À faire.
[a] Depuis quelle année la Gay Pride est-elle interdite selon l'extrait de page ?
[b] Ajoutez 13 à chaque coordonnée dans les enregistrements, de la ligne contenant « target | lava channel » incluse jusqu'à la fin des enregistrements. Reproduisez toutes les lignes de ce passage, consignes comprises.

Pour Elena Gusya, c’est toute la communauté LGBT qui est en danger.
« Ça va être comme en URSS. On va assister à de vrais procès politiques. Et la notion de propagande homosexuelle va servir de prétexte pour faire taire les militants. »
Dans le texte il est simplement question d’empêcher les « informations pouvant nuire [au] développement harmonieux physique et psychique » des enfants. La formulation imprécise laisse la porte ouverte à toutes les interprétations. Ainsi, la mairie de Moscou réfléchirait à interdire purement et simplement les baisers entre personnes du même sexe, dans les rues de la capitale . Plus certainement, ce sont les actions militantes pour les droits LGBT, qui devraient en premier pâtir de cette loi. La Gay Pride est déjà interdite depuis 2006. Si la loi est adoptée en seconde lecture, ce qui ne fait que peu de doutes au vu du premier scrutin, les contrevenants seraient désormais attaqués au portefeuille . Une personne physique risque de 4.000 à 5.000 roubles d’amende (100-125 euros), une personne dépositaire de l’autorité publique de 40.000 à 50.000 roubles (1.000-1.250 euros) et une entité juridique de 400.000 à 500.000 roubles (10.000-12.500 euros).
4 L’offensive de l’Eglise orthodoxe
La loi visant à interdire la « propagande homosexuelle », bien que soutenue par le Kremlin, s’est faite à l’initiative de parlementaires de la Douma. Ce n’est pas la première du genre. Plusieurs villes comme Saint-Pétersbourg ou régions, comme Novossibirsk ont adopté à l’échelon local des textes similaires qui illustrent l’influence grandissante de l’église orthodoxe sur la sphère politique.
Avec l’association Triangle, Elena Gusya a monté dans les années 90 le premier centre d’information pour les homosexuels. « Je m’occupais d’une petite salle de lecture. Une dizaine de livres tout au plus et les premiers fanzines LGBT ». Petit à petit elle accumule un véritable trésor, « toutes les publications sur le sujet, depuis la chute de l’URSS ».

Informations extraites.
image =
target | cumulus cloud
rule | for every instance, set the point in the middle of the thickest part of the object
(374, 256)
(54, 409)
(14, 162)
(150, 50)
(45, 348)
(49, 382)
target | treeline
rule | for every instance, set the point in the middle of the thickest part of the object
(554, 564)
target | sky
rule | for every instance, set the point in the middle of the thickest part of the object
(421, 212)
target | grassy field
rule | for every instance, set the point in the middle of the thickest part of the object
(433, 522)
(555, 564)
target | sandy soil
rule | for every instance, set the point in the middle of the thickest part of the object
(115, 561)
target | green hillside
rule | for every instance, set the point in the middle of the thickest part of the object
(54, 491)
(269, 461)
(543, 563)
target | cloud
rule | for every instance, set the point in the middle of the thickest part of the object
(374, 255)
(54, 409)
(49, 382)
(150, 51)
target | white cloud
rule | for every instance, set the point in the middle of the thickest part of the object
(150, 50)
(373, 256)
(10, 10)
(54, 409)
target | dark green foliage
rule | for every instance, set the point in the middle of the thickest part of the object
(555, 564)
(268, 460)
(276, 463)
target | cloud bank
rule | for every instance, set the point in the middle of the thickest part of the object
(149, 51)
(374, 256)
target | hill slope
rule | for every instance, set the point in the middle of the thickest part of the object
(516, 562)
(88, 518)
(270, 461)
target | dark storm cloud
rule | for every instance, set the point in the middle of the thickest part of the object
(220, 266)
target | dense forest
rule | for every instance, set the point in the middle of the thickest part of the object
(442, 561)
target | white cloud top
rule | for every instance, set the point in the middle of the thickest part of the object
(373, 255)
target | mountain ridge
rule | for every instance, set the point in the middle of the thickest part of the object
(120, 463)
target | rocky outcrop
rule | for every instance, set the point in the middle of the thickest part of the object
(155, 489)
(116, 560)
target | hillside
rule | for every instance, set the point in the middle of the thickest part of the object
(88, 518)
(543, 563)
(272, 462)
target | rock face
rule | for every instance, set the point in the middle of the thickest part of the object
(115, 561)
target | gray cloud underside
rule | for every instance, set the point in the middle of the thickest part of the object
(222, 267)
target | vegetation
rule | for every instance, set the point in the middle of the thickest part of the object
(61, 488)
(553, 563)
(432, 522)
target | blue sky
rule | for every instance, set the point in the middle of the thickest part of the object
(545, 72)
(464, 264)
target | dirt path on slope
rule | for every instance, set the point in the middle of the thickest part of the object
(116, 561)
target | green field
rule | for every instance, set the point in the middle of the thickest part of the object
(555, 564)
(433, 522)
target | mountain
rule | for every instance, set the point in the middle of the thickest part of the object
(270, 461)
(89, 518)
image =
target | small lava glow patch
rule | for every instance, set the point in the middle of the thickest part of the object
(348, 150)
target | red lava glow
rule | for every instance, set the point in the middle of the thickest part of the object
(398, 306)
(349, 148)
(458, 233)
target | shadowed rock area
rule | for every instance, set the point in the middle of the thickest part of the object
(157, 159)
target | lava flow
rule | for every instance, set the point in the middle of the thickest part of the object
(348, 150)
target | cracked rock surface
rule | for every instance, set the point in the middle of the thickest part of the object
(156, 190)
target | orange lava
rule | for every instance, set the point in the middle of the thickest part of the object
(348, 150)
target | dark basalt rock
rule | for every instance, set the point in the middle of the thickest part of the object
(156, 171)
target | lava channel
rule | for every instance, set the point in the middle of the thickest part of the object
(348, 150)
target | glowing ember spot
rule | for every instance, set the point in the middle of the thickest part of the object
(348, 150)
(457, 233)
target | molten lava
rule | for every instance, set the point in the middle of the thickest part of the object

Réponses complètes.
[a] La Gay Pride est interdite depuis 2006.

[b]
target | lava channel
rule | for every instance, set the point in the middle of the thickest part of the object
(361, 163)
target | glowing ember spot
rule | for every instance, set the point in the middle of the thickest part of the object
(361, 163)
(470, 246)
target | molten lava
rule | for every instance, set the point in the middle of the thickest part of the object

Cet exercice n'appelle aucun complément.